▶ Data items
+ + + +

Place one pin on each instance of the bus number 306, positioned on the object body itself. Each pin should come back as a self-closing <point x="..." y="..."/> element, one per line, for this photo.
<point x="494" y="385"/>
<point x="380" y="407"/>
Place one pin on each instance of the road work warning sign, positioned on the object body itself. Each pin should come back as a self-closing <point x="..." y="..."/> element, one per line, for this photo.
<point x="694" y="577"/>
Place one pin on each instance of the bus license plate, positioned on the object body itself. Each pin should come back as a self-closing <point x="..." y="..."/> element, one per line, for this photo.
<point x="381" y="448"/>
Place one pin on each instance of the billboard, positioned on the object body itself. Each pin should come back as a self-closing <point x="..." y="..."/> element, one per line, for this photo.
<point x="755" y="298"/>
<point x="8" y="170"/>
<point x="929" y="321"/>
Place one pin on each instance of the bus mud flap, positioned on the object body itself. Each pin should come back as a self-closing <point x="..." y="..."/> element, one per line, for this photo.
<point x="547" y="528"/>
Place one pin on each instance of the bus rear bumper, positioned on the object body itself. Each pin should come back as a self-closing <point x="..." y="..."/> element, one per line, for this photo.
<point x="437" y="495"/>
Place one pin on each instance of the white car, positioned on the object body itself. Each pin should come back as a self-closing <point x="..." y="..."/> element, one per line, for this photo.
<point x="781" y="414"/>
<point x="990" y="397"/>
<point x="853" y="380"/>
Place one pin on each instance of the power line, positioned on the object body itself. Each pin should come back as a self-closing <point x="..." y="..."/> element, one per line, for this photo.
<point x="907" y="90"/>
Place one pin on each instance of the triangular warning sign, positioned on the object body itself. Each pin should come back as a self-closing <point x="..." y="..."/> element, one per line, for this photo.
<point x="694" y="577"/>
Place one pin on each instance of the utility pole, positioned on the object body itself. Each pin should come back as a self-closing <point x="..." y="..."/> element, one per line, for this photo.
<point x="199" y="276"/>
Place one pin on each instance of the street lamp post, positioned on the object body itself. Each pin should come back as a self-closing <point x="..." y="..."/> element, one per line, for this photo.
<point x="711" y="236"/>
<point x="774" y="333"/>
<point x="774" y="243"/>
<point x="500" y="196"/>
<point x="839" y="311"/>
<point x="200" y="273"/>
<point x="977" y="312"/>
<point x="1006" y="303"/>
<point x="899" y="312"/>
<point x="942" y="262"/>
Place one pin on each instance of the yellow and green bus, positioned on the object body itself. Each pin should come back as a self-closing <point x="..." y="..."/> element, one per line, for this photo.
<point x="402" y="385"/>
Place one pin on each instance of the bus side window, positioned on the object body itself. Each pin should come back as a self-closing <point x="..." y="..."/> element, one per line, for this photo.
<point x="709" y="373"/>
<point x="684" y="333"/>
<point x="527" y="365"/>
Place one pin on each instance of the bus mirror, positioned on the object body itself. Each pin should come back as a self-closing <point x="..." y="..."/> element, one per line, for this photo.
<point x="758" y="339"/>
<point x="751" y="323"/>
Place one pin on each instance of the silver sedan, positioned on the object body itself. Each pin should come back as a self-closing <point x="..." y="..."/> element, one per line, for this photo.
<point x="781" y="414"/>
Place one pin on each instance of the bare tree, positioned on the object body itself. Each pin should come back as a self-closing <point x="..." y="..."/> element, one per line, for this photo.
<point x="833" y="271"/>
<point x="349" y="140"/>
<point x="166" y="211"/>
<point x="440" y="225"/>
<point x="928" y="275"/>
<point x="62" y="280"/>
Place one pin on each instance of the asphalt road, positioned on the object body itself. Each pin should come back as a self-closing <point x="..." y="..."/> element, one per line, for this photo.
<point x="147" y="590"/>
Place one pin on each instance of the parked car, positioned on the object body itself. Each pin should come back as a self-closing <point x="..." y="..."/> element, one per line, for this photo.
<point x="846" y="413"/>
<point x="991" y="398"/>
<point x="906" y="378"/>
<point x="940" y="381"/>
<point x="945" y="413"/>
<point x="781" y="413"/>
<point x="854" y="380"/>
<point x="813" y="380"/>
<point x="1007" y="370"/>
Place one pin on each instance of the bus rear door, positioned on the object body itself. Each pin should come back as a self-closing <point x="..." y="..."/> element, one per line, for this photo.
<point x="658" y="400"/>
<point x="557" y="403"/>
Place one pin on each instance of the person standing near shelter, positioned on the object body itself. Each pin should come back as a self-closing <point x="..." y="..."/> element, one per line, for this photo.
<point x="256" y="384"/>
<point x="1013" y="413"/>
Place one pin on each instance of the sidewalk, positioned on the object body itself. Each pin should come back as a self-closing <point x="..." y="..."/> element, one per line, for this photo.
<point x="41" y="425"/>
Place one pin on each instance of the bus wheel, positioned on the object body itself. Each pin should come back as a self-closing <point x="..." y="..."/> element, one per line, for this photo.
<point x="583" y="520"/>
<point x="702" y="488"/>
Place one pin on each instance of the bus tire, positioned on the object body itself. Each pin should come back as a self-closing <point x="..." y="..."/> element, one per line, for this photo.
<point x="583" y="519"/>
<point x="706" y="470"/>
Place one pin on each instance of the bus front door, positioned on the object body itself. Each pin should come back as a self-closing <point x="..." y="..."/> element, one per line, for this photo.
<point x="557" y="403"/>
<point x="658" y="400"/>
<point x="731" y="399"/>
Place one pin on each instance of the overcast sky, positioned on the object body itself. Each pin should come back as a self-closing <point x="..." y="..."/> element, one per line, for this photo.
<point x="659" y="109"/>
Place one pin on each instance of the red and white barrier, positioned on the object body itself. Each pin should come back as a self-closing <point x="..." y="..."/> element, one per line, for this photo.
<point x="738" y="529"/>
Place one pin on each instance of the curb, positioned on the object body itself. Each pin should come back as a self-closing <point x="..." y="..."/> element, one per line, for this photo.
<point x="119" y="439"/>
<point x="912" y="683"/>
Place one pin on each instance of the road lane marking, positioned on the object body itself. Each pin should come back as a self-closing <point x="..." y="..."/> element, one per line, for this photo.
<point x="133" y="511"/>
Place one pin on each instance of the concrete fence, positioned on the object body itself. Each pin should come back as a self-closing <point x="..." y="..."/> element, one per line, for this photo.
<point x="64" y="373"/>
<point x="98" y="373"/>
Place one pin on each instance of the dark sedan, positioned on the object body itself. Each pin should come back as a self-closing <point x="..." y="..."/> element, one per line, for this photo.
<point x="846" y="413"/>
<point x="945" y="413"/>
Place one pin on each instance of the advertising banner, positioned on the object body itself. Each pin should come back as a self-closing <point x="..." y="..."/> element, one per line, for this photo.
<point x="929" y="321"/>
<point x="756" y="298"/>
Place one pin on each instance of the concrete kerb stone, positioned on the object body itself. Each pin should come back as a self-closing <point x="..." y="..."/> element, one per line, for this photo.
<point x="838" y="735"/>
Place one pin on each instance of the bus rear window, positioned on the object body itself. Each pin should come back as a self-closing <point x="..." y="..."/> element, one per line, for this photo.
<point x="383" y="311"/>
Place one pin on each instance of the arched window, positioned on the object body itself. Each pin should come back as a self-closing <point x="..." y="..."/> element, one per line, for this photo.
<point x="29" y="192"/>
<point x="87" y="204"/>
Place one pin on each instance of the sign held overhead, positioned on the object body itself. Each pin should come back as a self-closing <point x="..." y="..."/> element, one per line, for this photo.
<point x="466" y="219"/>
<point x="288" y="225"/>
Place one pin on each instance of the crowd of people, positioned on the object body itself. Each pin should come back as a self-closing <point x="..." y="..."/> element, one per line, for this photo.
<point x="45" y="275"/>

+ + + +

▶ What the exercise asks
Each line above is to be repeated exactly.

▶ Written solution
Place one pin on each instance of the bus number 306, positioned on the object body itself. Each pin should come back as a self-closing <point x="..." y="..."/> element, one per line, for this photo.
<point x="494" y="385"/>
<point x="380" y="407"/>
Place one pin on each instance of the road work warning sign, positioned on the object body itself. Each pin should come back as a self-closing <point x="..." y="..."/> element, one per line, for this photo.
<point x="694" y="577"/>
Place one pin on each instance of the bus license plate, positioned on the object body itself. Each pin should come back as a self-closing <point x="..." y="..."/> element, one per line, for this photo.
<point x="381" y="448"/>
Place one pin on each instance of the billboard, positioned on the object body itself. Each pin should come back as a self-closing <point x="..." y="..."/> element, one per line, for this photo.
<point x="755" y="298"/>
<point x="8" y="170"/>
<point x="929" y="321"/>
Place one pin on each instance of the bus mud flap, positioned on the object body itself. Each pin should come back as a self-closing <point x="..." y="..."/> element, one per line, for this photo.
<point x="547" y="528"/>
Place one pin on each instance of the bus rear bumper, positioned on the object body itself. Each pin should come back as a self-closing <point x="..." y="..."/> element, one per line, for this photo.
<point x="437" y="495"/>
Place one pin on each instance of the white car, positioned on the object body itself. Each pin should come back as a self-closing <point x="..." y="..."/> element, one per line, for this photo.
<point x="781" y="414"/>
<point x="990" y="397"/>
<point x="853" y="380"/>
Place one pin on each instance of the power line, positioned on the object body itself. Each pin should come back as a self-closing <point x="..." y="..."/> element, one per line, for this photo.
<point x="907" y="90"/>
Place one pin on each instance of the triangular warning sign, positioned on the object body itself. Each pin should come back as a self-closing <point x="..." y="..."/> element, one per line, for this photo.
<point x="694" y="577"/>
Place one pin on each instance of the utility pole, positioned on the object body itself. Each pin should come back as a self-closing <point x="..." y="..."/> element, one per line, for this photo.
<point x="199" y="276"/>
Place one pin on each instance of the street lamp post, positioned on the object body itself. Each pin should come back as a self-closing <point x="..." y="..."/> element, one per line, for this photo.
<point x="711" y="236"/>
<point x="774" y="333"/>
<point x="774" y="243"/>
<point x="500" y="196"/>
<point x="839" y="311"/>
<point x="200" y="273"/>
<point x="977" y="312"/>
<point x="1006" y="303"/>
<point x="899" y="312"/>
<point x="942" y="262"/>
Place one pin on each instance of the yellow and green bus, positioned on the object body itself. Each pin should come back as a self-closing <point x="..." y="..."/> element, one per line, for this photo.
<point x="402" y="385"/>
Place one pin on each instance of the bus side window, positioned on the object body itself. Each pin should come back as a self-closing <point x="..." y="..."/> element, one per line, for this photo.
<point x="709" y="373"/>
<point x="684" y="333"/>
<point x="527" y="365"/>
Place one pin on each instance of the bus mirror, positioned on the object body itself. Each pin should come back as a self-closing <point x="..." y="..."/> element, one per line, for this photo.
<point x="758" y="339"/>
<point x="751" y="323"/>
Place one pin on each instance of the silver sedan, positioned on the object body itself. Each pin should come back as a self-closing <point x="..." y="..."/> element, one per line, for this photo.
<point x="781" y="414"/>
Place one pin on each instance of the bare tree, positioned on the object body itself. Each pin should come back as a self-closing <point x="..." y="..."/> element, one per line, for this photo.
<point x="833" y="271"/>
<point x="349" y="140"/>
<point x="166" y="211"/>
<point x="440" y="225"/>
<point x="928" y="275"/>
<point x="62" y="280"/>
Place one pin on each instance of the asphalt road, positioned on the object body itself. Each pin should come back as a self-closing <point x="..." y="..."/> element, one per line, for this photo.
<point x="147" y="590"/>
Place one pin on each instance of the parked car, positioned on the object body itself. Each pin should come back as a self-closing <point x="..." y="..."/> element, one per line, for this photo.
<point x="846" y="413"/>
<point x="991" y="398"/>
<point x="906" y="378"/>
<point x="940" y="381"/>
<point x="945" y="413"/>
<point x="781" y="413"/>
<point x="854" y="380"/>
<point x="813" y="380"/>
<point x="1007" y="370"/>
Place one pin on each instance of the bus rear door, positioned on the object body itself. Each pin should come back as a self-closing <point x="..." y="..."/> element, one per line, for this photo.
<point x="658" y="400"/>
<point x="557" y="403"/>
Place one pin on each instance of the person standing near shelter, positioned on the object body itself. Each pin should come back as a self-closing <point x="..." y="..."/> element, one per line, for this photo.
<point x="256" y="384"/>
<point x="1013" y="413"/>
Place one pin on each instance of the sidewalk, positioned on the object body itself. Each pin should come back as a self-closing <point x="..." y="..."/> element, one per line, for this photo.
<point x="41" y="425"/>
Place one pin on each instance of the bus wheel, positioned on the object body itself. Each pin should come back as a self-closing <point x="..." y="..."/> element, one per line, for this photo.
<point x="583" y="520"/>
<point x="702" y="488"/>
Place one pin on each instance of the bus tire, positioned on the object body itself. Each pin should come back as a self-closing <point x="..." y="..."/> element, one per line, for this photo.
<point x="583" y="519"/>
<point x="706" y="470"/>
Place one pin on each instance of the bus front door, positioned on the object body itself. Each pin should come back as a self-closing <point x="..." y="..."/> element, one per line, for this photo.
<point x="557" y="403"/>
<point x="658" y="400"/>
<point x="731" y="399"/>
Place one pin on each instance of the overcast sky, positioned on the object body itself. Each pin should come back as a self-closing <point x="..." y="..."/> element, one per line, for this photo.
<point x="659" y="109"/>
Place one pin on each instance of the red and white barrier, positioned on the object body itself. Each pin should come back as a self-closing <point x="..." y="..."/> element, one per line, for this photo.
<point x="738" y="529"/>
Place one pin on each instance of the curb, positioned on the object body itself. Each pin should come back as a self-closing <point x="..." y="..."/> element, one per line, for this photo.
<point x="119" y="439"/>
<point x="912" y="683"/>
Place one pin on each instance of the road lane marking, positioned on the object body itself. Each pin should come back as a self-closing <point x="..." y="..."/> element, one per line, for this photo.
<point x="133" y="511"/>
Place one pin on each instance of the concrete fence, positioned on the object body itself. Each pin should come back as a self-closing <point x="..." y="..."/> element, one per line, for this photo.
<point x="64" y="373"/>
<point x="98" y="373"/>
Place one pin on each instance of the dark sedan, positioned on the object body itself. Each pin should come back as a self-closing <point x="..." y="..."/> element, one per line, for this photo.
<point x="846" y="413"/>
<point x="945" y="413"/>
Place one pin on each instance of the advertising banner, positioned on the object body itself. Each pin should come back as a self-closing <point x="..." y="..."/> element, one per line, for this photo.
<point x="929" y="321"/>
<point x="756" y="298"/>
Place one pin on each instance of the concrete kerb stone, positioned on the object body itself. Each pin should come back as a self-closing <point x="..." y="..."/> element, one per line, for this photo.
<point x="838" y="735"/>
Place one pin on each instance of the bus rear window, positioned on the object body itself. Each pin should come back as a self-closing <point x="..." y="..."/> element, one per line, for this photo.
<point x="383" y="311"/>
Place one pin on each instance of the arched window, positioned on the object body itself. Each pin should come back as a self-closing <point x="..." y="..."/> element, one per line, for this photo.
<point x="29" y="192"/>
<point x="87" y="204"/>
Place one pin on each instance of the sign held overhead, positioned on the object body itself. Each pin should come back as a self-closing <point x="..." y="..."/> element, one per line, for this photo.
<point x="466" y="219"/>
<point x="288" y="225"/>
Place one pin on each instance of the crowd of people, positioned on the object body itself. Each pin should come back as a self-closing <point x="..." y="..."/> element, one per line, for this photo.
<point x="45" y="275"/>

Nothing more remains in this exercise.